▶ **What you should do**
Please substitute "black" for "dark" in the records between the line holding "Where can you spot the shallow" and the line holding "column 719, row 176", inclusive. Give back only those lines, with nothing else changed.

Records of labeled points

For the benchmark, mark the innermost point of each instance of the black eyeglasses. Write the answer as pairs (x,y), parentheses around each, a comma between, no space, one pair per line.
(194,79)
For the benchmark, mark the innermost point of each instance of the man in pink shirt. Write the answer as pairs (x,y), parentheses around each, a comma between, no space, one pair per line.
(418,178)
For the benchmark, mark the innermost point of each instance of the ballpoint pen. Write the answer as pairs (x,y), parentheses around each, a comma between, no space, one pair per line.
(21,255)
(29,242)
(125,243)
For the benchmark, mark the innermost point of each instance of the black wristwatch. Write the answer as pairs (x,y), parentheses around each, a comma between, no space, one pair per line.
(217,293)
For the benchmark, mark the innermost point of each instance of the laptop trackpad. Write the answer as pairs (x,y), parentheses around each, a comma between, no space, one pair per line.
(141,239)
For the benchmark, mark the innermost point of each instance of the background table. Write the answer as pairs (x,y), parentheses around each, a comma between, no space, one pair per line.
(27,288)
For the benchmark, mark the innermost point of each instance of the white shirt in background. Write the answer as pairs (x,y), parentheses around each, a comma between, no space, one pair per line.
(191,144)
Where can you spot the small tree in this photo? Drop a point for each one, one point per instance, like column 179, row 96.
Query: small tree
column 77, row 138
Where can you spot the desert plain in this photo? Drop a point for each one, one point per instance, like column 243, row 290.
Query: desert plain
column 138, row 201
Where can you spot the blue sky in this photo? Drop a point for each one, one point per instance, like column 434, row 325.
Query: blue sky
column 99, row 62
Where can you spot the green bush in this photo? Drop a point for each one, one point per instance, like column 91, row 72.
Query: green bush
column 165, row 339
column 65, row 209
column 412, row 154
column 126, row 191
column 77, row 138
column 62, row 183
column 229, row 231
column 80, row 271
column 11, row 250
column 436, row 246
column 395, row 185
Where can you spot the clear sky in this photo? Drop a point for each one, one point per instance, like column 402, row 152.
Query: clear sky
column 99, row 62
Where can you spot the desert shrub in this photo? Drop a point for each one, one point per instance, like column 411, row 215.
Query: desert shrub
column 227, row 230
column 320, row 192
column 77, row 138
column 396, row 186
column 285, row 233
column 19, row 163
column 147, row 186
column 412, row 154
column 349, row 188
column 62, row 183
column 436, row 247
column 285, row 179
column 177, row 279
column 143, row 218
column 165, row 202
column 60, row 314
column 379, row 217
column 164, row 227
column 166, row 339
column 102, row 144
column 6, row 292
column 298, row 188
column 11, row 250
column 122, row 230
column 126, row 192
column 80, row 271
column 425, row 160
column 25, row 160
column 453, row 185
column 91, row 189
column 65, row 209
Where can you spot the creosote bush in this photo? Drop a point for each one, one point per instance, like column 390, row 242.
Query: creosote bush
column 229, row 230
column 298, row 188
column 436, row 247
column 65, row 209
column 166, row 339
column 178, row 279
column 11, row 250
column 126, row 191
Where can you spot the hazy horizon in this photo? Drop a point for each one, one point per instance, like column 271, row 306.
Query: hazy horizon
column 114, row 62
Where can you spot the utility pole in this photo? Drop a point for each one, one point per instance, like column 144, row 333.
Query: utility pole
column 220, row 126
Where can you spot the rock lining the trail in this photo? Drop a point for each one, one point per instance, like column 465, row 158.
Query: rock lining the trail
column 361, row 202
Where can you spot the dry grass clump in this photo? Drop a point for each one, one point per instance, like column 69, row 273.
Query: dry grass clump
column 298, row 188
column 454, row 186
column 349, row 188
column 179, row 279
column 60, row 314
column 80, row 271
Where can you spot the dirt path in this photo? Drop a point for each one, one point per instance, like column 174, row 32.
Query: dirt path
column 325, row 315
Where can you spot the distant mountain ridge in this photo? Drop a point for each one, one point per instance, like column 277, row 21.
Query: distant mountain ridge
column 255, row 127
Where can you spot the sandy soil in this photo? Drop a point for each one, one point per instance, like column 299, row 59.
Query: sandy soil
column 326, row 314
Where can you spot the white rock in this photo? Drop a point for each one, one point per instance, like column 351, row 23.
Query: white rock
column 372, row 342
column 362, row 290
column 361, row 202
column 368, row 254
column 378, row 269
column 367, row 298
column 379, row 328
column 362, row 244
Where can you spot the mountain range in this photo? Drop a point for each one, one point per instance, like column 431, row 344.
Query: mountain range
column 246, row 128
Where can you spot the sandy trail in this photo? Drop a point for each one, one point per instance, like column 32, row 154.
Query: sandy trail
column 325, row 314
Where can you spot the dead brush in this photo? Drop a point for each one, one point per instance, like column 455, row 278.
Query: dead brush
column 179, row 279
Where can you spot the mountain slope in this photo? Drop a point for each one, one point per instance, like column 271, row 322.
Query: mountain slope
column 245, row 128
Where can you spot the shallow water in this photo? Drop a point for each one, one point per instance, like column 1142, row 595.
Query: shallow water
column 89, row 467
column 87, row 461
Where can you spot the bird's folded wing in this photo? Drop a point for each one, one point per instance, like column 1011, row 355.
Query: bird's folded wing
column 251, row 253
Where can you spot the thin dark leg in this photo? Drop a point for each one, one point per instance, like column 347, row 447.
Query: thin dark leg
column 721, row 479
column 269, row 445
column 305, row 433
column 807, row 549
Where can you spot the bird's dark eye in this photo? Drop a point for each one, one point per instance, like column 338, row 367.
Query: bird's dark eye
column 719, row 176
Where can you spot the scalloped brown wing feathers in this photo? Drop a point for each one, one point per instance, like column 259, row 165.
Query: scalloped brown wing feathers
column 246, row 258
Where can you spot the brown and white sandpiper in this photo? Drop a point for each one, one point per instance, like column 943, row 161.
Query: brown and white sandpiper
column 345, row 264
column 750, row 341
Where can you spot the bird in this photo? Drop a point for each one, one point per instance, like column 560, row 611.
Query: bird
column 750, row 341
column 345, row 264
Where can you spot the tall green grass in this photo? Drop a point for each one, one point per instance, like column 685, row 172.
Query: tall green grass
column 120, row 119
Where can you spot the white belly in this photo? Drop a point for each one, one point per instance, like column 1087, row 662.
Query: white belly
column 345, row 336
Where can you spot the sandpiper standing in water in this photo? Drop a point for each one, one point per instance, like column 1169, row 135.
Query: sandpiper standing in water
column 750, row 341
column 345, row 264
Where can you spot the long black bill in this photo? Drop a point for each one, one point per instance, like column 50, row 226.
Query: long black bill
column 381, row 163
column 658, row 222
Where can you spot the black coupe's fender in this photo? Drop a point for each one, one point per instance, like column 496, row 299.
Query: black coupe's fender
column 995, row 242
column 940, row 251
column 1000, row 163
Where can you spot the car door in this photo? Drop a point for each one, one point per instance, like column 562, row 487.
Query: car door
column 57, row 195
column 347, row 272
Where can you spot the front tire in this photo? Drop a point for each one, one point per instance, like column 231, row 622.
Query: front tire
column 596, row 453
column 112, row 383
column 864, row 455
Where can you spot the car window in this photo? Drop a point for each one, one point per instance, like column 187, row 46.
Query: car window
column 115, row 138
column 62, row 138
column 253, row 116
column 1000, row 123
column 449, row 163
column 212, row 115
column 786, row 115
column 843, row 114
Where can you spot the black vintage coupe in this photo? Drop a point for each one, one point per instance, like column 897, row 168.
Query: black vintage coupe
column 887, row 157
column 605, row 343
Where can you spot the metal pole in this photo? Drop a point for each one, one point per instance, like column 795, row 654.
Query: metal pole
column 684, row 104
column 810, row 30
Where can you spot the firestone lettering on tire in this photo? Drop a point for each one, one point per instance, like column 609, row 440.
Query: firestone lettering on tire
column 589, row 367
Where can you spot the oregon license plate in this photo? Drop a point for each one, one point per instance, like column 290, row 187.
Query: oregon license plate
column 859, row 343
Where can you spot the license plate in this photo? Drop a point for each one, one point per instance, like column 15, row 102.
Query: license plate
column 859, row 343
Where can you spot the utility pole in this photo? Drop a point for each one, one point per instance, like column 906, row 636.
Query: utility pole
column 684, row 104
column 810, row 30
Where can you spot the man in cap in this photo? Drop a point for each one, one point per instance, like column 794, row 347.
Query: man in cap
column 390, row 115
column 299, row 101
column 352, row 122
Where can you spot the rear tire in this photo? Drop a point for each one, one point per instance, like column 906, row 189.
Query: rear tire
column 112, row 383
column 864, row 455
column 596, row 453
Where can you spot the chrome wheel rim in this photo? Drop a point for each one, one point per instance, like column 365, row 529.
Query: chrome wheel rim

▶ **Response for this exercise**
Where can you spot the shallow water in this photo? Drop a point for each one, one point per instance, like column 1142, row 595.
Query: shallow water
column 89, row 467
column 87, row 461
Where can you spot the bird's folded wing in this photo? Drop a point for each one, one point per instance, like column 1011, row 355.
Query: bird's folded wing
column 251, row 253
Where can you spot the thin black leg in this photo? Drop a point for each one, one point per instance, like column 347, row 447.
Query: thin black leg
column 721, row 479
column 269, row 445
column 305, row 433
column 807, row 549
Where can you spot the bird's black eye in this photo? Drop a point for each one, one point per instance, like column 338, row 367.
Query: bird's black eye
column 719, row 176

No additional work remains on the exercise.